REQUIRED TASK 1:
Which lines in the rows below contain the string "paper"? Copy every such line, treating uppercase and lowercase as different.

Pagination with Mongodb

How to do pagination using range queries in MongoDB?

Since the collection I was paging had duplicate values I had to create a compound index on ProductName and id.

Create Compound Index

db.ProductGuideItem.ensureIndex({ ProductName:1, _id:1});

This solved my problem.

Reference: https://groups.google.com/d/msg/mongodb-user/3EZZIRJzW_A/oYH79npKZHkJ

Assuming you have these values:

{a:1, b:1}
{a:2, b:1}
{a:2, b:2}
{a:2, b:3}
{a:3, b:1}

So you do this for the range based pagination (page size of 2):

1st Page

find().sort({a:1, b:1}).limit(2)
{a:1, b:1}
{a:2, b:1}

2nd Page

find().min({a:2, b:1}).sort({a:1, b:1}).skip(1).limit(2)

{a:2, b:2}
{a:2, b:3}

3rd Page

find().min({a:2, b:3}).sort({a:1, b:1}).skip(1).limit(2)
{a:3, b:1}

Here are the docs for $min/max:
http://www.mongodb.org/display/DOCS/min+and+max+Query+Specifiers

If you don't have duplicate values in your collection, you don't need to use min & max or create a compound index. You can just use $lt & $gt.

How to use MongoDB aggregation for pagination?

To calculate totals and return a subset, you need to apply grouping and skip/limit to the same dataset. For that you can utilise facets

For example to show 3rd page, 10 documents per page:

db.Order.aggregate([
    { '$match'    : { "company_id" : ObjectId("54c0...") } },
    { '$sort'     : { 'order_number' : -1 } },
    { '$facet'    : {
        metadata: [ { $count: "total" }, { $addFields: { page: NumberInt(3) } } ],
        data: [ { $skip: 20 }, { $limit: 10 } ] // add projection here wish you re-shape the docs
    } }
] )

DATASET CONTENT:
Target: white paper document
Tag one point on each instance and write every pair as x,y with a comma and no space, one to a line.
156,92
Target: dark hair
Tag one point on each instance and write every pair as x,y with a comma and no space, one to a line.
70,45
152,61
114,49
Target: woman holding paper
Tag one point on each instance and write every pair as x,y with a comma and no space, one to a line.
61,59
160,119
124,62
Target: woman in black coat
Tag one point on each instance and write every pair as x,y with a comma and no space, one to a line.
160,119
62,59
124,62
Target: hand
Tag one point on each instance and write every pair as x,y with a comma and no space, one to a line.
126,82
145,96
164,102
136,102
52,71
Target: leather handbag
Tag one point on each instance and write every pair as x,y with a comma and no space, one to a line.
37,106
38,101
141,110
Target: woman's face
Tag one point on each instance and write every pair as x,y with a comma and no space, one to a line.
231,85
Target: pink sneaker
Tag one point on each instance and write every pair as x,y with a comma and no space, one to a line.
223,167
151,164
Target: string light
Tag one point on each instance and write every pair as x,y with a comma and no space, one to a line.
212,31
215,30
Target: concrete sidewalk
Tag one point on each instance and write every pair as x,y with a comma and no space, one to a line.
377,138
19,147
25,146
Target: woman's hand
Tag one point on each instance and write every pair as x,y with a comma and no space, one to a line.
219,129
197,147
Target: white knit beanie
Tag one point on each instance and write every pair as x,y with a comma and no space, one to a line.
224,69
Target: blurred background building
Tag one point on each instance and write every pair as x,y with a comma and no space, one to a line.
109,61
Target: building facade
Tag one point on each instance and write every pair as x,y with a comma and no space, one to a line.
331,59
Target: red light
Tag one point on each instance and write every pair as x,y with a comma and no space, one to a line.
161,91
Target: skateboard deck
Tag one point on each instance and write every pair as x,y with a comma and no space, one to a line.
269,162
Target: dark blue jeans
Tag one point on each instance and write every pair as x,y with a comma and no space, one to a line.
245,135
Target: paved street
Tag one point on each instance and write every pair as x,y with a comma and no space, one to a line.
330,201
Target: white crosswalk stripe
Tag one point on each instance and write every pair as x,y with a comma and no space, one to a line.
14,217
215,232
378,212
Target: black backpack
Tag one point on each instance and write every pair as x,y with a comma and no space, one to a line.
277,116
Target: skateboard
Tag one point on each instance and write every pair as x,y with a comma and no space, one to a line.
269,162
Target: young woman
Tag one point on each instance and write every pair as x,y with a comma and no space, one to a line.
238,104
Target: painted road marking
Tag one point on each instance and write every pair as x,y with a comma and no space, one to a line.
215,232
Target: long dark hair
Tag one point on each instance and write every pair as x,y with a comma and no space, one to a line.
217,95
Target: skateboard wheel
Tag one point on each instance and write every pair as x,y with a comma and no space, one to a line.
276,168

REQUIRED TASK 2:
Answer these questions about the MongoDB pagination thread above.
(a) In the ensureIndex command, which two fields make up the compound index?
(b) What page size does the range-based pagination example use?
(c) In the aggregation example, what value is passed to $skip?

TASK RESPONSE 1:
Target: white paper document
Target: woman holding paper

TASK RESPONSE 2:
(a) ProductName and _id
(b) 2
(c) 20